Can you copy every one of the records below word for word, without changing a single line?

* **Extracted data**:

==========

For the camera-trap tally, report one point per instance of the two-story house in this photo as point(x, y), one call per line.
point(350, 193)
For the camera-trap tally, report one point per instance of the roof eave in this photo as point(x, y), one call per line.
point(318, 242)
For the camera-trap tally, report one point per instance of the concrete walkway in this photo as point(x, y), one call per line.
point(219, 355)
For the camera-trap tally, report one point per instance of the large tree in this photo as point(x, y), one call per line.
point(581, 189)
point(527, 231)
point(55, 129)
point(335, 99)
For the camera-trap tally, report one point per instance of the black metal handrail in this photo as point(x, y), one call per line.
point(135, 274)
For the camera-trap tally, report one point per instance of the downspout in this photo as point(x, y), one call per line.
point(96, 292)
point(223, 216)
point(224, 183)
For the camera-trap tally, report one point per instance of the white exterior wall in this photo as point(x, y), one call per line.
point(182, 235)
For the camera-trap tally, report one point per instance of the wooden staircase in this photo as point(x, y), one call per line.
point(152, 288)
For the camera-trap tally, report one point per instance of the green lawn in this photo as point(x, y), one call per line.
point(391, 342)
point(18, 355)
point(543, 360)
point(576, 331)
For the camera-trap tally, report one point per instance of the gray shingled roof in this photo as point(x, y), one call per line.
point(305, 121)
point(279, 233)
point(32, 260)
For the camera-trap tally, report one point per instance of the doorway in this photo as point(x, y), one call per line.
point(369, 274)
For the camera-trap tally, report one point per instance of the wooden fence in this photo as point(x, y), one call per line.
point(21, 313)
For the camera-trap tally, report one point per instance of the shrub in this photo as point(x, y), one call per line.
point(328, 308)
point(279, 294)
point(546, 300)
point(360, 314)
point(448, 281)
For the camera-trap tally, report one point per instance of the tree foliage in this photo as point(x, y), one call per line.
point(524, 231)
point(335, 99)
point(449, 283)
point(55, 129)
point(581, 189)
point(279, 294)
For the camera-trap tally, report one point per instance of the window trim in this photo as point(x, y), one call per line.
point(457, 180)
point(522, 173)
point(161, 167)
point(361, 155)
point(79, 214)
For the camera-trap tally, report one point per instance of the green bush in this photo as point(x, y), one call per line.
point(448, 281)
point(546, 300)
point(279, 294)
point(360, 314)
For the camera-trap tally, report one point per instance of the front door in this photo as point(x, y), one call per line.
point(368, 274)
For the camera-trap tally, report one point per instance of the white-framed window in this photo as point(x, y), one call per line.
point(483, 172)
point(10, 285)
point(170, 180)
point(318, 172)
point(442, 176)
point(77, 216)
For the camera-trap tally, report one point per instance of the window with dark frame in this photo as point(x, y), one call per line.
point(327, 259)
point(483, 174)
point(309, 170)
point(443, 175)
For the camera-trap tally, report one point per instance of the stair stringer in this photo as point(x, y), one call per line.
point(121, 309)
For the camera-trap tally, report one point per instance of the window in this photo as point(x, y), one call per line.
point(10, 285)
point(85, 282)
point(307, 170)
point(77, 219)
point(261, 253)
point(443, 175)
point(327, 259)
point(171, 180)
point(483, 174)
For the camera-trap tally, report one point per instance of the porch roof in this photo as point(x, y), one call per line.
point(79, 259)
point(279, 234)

==========

* **Result**:
For the camera-trap tally, report one point per instance of the two-story house in this photo as point(x, y), one call per line.
point(350, 193)
For the camera-trap tally, report one point per instance of the roof eave in this photo as point(x, y), one call per line.
point(318, 242)
For the camera-trap tally, report one point per instance of the concrete walkway in this photo as point(x, y), one call per line.
point(219, 355)
For the camera-trap tally, report one point per instance of the large tree in this photo as point(x, y), one call per line.
point(581, 189)
point(527, 231)
point(55, 129)
point(335, 99)
For the camera-trap tally, report one point per instance of the black metal handrail in this photo as point(x, y), one call per line.
point(135, 274)
For the camera-trap tally, report one point per instance of the downspout in this photo as point(x, y), one call per line.
point(96, 292)
point(223, 216)
point(224, 183)
For the camera-trap tally, report one point per instance of the white exterior wall in this photo as point(x, y), one call per line.
point(182, 235)
For the camera-trap tally, report one point per instance of the wooden staircase in this photo as point(x, y), one call per line.
point(152, 288)
For the camera-trap tally, report one point per instance of the green lawn in this photo as point(x, y), one call per line.
point(391, 342)
point(18, 355)
point(543, 360)
point(576, 331)
For the camera-trap tally, report one point per instance of the gray shingled roof in this photo as point(x, y), one call per line.
point(305, 121)
point(279, 233)
point(32, 260)
For the camera-trap tally, report one point per instance of the doorway in this photo as point(x, y), one call per line.
point(369, 274)
For the camera-trap tally, report one point per instance of the wooden fence in this photo as point(x, y), one call per line.
point(21, 313)
For the camera-trap tally, report one point per instance of the shrub in this photo as point(x, y), one call per line.
point(328, 308)
point(279, 294)
point(546, 300)
point(360, 314)
point(448, 281)
For the camera-trap tally, report one point per instance of the tree foliage in this photo as point(x, y), one call per line.
point(524, 231)
point(335, 99)
point(449, 283)
point(55, 129)
point(581, 189)
point(279, 294)
For the camera-trap tally, report one point per instance of the window trim in this photo as point(x, y), one call per line.
point(457, 180)
point(522, 173)
point(161, 167)
point(361, 155)
point(79, 214)
For the camera-trap tally, report one point per instance of the green bush in this photo as point(x, y), one call per line.
point(448, 281)
point(546, 300)
point(279, 294)
point(360, 314)
For the camera-trap tally, report one point per instance of the front door in this photo as point(x, y), one call per line.
point(368, 274)
For the camera-trap tally, report one point per instance of the white-framed window in this photo as point(x, y), one call per line.
point(483, 172)
point(10, 285)
point(170, 180)
point(318, 172)
point(442, 176)
point(77, 216)
For the camera-trap tally, report one point per instance of the window with dark frame in this photo as point(x, y), one call per line.
point(327, 259)
point(483, 174)
point(309, 170)
point(443, 175)
For the camera-trap tally, report one point per instance of the stair stringer in this photo as point(x, y), one call per line.
point(121, 309)
For the camera-trap tally, report one point per instance of the window in this photo as point(x, y), one call per line.
point(10, 285)
point(85, 282)
point(307, 170)
point(77, 219)
point(261, 253)
point(443, 175)
point(327, 259)
point(171, 180)
point(483, 174)
For the camera-trap tally, report one point per instance of the porch roof in this photo as point(x, y), one call per line.
point(79, 259)
point(279, 234)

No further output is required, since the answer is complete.